YOUR TASK
Could you restate every entry word for word, leaving the pictures out?

(Photo-based referring expression data)
::::::

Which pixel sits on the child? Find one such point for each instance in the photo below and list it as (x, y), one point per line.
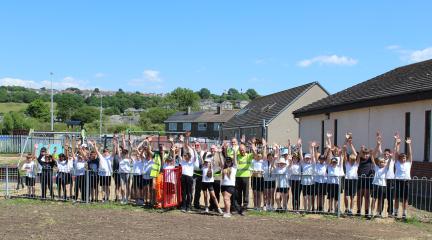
(228, 185)
(257, 178)
(187, 164)
(351, 177)
(295, 168)
(207, 183)
(320, 180)
(402, 176)
(282, 174)
(29, 168)
(307, 166)
(269, 180)
(105, 167)
(137, 179)
(379, 185)
(63, 175)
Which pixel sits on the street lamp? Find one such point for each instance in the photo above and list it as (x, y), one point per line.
(52, 103)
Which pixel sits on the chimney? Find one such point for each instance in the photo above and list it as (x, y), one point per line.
(219, 110)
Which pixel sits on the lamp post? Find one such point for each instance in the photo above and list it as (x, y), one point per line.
(100, 117)
(52, 103)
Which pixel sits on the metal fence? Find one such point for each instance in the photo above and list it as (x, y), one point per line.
(281, 193)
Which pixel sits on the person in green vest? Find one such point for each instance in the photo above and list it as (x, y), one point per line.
(244, 161)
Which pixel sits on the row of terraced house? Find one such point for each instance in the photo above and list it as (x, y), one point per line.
(398, 100)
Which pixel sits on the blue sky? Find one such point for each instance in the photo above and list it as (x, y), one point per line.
(156, 46)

::::::

PROBLEM SOLUTION
Which pixel sits on the child? Find one such point for each instance in the photo below and list it as (x, y), one point per line.
(228, 185)
(257, 178)
(187, 164)
(351, 177)
(295, 168)
(207, 183)
(320, 180)
(402, 176)
(282, 174)
(29, 168)
(307, 166)
(269, 180)
(105, 167)
(137, 179)
(379, 185)
(63, 175)
Which pixel sits on the street lamp? Find one such point for each instance in the photo above and list it as (x, y), one point per line.
(52, 103)
Which pixel sits on the chimney? Find one such point for each instance in the photo above and list it as (x, y), one point per line.
(219, 110)
Which pixel sits on the lamp post? Find one such point for each instance in the photo above and list it as (x, y), one point per line.
(100, 117)
(52, 103)
Which pixel sits on the metal fence? Find one such point for each instance in the photo above and list it as (x, y), one point per line.
(281, 193)
Which pixel sits on the person in green vest? Find one such point for each instance in the photo above and list it as (x, y), one point per line.
(244, 161)
Which pixel sits on the row of terraced house? Find one such point for each instance in the photo above and list it as (x, y), one point per line.
(398, 100)
Which pixel sits on the blue sky? Find one such point for each instance in the photo above and list it as (x, y), one point per line.
(156, 46)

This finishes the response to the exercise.